▼

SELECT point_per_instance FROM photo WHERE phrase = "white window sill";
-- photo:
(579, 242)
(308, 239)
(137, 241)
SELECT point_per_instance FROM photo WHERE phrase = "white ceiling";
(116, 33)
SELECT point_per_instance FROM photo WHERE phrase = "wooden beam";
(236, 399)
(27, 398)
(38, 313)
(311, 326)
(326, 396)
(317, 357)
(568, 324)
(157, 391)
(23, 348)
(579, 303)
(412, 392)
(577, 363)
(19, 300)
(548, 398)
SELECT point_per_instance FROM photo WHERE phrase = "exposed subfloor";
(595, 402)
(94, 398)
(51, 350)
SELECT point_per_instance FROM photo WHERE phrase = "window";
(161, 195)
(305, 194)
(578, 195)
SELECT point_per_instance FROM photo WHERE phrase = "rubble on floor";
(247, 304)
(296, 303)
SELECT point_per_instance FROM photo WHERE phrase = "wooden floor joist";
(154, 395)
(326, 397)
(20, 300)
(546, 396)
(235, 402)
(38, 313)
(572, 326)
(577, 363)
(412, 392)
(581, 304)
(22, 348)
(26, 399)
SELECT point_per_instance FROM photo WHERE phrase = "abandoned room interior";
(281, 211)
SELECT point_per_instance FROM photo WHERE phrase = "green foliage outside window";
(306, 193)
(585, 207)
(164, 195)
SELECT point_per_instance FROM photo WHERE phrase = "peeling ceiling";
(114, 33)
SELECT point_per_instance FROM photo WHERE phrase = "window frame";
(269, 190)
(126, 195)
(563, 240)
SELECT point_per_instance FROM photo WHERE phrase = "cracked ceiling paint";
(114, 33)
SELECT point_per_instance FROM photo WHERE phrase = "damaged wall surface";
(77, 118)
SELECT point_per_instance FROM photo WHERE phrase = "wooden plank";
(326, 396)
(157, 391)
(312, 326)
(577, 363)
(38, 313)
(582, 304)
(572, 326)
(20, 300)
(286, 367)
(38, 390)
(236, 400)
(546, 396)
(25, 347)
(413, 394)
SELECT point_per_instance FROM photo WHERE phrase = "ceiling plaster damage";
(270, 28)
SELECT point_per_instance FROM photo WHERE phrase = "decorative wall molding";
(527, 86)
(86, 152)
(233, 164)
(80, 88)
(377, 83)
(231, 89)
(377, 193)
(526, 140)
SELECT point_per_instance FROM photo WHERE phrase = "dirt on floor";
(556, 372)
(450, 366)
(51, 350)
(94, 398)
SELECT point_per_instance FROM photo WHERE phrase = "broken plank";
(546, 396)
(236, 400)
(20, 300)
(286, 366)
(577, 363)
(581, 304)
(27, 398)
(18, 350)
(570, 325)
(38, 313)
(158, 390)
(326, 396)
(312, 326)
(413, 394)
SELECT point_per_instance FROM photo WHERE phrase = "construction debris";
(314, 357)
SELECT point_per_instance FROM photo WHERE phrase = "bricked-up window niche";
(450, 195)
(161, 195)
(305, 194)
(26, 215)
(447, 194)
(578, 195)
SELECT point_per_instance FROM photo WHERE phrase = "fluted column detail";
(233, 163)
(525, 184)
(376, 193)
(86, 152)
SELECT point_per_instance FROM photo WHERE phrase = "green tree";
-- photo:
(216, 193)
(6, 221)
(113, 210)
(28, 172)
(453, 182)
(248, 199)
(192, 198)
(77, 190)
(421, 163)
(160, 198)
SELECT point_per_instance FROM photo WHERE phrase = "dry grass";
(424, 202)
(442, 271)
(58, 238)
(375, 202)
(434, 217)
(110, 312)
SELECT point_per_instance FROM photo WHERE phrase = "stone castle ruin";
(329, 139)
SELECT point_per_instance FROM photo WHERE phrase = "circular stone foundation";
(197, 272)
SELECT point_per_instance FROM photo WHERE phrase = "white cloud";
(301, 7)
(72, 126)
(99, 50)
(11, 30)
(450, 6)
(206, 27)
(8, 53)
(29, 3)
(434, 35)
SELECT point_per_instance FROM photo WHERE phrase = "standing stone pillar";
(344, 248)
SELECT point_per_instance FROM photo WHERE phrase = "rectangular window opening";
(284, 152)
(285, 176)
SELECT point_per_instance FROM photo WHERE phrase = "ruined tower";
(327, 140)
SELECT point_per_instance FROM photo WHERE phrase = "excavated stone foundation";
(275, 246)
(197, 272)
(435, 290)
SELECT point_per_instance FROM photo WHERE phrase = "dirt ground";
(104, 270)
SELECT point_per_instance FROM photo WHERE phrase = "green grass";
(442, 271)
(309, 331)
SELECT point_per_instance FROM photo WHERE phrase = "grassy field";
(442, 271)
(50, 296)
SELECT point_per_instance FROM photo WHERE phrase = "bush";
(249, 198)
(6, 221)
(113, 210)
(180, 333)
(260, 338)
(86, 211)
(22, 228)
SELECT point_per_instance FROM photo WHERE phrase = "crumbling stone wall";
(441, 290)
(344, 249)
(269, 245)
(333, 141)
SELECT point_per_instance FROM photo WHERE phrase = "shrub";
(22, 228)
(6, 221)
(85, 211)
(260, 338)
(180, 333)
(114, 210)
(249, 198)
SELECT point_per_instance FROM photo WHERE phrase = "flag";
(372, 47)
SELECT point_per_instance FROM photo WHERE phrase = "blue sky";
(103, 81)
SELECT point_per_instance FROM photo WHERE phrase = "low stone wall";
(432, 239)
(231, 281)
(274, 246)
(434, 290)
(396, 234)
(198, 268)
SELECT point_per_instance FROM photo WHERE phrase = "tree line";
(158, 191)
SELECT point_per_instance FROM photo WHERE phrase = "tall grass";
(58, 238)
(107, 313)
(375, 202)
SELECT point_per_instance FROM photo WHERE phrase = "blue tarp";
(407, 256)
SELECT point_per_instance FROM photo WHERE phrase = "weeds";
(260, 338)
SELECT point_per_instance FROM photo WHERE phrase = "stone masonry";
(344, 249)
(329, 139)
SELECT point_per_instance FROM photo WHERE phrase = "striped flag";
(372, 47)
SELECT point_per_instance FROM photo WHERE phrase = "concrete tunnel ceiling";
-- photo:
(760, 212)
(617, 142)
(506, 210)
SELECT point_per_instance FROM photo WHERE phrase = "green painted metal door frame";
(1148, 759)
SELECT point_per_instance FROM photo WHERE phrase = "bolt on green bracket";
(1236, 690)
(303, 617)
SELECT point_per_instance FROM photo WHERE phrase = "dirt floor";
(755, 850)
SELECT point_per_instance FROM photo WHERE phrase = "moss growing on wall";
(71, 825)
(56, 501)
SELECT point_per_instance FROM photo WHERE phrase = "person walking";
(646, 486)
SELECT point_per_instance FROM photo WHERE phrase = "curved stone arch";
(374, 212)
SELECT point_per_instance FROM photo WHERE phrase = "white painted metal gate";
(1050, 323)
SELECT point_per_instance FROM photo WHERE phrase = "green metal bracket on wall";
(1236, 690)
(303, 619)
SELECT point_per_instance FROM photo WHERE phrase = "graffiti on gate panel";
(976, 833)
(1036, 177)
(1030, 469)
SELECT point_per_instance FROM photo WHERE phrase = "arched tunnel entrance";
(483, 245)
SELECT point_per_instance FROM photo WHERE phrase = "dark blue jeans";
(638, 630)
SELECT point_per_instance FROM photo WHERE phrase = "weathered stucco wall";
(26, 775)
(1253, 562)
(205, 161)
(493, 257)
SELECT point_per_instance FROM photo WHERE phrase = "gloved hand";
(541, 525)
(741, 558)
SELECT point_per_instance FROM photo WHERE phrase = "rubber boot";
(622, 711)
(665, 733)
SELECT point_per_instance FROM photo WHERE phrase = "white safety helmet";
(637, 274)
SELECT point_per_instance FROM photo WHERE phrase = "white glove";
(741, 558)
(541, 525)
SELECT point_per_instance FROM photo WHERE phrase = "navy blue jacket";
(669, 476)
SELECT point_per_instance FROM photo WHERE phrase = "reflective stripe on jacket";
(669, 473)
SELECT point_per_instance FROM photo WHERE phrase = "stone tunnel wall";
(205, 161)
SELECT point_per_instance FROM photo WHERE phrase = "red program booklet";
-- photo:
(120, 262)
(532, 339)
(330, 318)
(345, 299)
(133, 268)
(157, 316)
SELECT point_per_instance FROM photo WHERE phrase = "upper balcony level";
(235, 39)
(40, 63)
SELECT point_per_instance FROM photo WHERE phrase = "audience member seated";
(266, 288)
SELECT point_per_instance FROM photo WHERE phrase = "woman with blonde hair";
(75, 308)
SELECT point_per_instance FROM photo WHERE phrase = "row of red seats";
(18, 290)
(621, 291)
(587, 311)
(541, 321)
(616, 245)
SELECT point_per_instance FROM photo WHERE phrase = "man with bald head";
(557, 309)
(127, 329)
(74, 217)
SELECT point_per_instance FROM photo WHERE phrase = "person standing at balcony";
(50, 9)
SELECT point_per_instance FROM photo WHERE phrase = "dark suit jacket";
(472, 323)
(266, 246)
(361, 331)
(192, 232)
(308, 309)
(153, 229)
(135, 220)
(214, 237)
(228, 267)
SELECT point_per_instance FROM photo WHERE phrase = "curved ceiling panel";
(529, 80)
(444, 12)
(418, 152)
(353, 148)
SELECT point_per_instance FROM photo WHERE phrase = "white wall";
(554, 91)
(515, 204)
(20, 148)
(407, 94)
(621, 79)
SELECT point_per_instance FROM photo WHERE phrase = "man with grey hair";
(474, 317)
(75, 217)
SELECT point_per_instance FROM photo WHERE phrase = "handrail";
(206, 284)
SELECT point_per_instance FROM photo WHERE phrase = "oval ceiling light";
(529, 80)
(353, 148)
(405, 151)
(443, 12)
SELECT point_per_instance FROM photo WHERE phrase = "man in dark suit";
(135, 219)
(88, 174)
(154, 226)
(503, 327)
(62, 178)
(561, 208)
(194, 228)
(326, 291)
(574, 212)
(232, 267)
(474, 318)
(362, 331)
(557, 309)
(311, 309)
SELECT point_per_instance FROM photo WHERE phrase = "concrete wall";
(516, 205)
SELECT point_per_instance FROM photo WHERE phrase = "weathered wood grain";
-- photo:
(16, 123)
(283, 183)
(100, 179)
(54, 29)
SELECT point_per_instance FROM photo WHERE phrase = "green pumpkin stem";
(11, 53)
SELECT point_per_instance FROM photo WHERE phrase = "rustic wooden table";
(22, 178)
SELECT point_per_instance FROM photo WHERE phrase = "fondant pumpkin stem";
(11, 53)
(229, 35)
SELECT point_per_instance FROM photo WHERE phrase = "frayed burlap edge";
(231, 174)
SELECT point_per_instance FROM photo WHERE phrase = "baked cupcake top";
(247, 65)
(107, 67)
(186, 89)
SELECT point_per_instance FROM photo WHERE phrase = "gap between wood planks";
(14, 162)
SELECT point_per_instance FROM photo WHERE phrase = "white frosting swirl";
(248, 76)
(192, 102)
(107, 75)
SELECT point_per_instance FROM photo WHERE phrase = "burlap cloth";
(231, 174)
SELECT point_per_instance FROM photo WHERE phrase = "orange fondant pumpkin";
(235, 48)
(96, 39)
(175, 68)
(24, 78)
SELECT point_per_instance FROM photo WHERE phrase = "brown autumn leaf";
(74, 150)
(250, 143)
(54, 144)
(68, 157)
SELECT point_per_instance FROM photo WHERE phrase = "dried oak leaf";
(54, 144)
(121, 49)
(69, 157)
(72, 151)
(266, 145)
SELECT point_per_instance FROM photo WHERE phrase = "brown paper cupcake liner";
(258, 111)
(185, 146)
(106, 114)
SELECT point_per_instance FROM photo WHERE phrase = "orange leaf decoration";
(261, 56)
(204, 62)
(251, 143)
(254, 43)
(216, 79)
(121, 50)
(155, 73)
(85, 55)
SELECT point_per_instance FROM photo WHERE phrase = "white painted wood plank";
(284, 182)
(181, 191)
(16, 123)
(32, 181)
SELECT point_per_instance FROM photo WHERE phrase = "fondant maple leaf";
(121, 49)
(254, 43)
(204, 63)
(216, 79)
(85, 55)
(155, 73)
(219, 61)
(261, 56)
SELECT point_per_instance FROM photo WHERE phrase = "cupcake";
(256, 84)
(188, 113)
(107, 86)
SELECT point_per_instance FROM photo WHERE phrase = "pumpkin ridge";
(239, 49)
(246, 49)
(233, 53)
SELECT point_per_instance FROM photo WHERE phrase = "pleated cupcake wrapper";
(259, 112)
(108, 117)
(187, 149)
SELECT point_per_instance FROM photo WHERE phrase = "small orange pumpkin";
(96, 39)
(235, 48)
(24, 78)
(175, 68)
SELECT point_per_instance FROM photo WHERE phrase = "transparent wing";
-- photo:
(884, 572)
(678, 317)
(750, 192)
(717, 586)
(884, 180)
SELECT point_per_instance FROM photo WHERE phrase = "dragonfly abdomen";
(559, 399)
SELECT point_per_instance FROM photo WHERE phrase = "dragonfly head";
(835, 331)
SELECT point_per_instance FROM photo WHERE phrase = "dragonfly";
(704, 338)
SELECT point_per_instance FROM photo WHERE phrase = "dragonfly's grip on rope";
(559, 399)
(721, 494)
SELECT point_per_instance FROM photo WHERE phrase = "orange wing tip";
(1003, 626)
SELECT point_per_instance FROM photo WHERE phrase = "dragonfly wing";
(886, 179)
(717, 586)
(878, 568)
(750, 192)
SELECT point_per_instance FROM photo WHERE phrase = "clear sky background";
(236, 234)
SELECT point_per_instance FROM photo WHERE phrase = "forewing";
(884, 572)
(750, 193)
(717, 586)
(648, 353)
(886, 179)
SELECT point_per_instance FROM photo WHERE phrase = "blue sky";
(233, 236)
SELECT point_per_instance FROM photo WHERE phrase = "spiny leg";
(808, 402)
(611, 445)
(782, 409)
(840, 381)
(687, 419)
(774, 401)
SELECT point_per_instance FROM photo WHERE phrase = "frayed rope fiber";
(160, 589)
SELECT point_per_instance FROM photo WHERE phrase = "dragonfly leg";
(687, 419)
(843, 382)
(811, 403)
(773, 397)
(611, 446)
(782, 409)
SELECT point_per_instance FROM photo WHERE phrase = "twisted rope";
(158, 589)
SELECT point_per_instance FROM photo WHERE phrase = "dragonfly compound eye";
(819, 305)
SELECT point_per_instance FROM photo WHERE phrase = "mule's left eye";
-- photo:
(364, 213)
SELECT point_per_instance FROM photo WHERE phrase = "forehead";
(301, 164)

▲

The problem
Count the lines in the entries above that contain the string "orange", treating uppercase and lowercase as different. Reply with the number alone.

Result for this task
4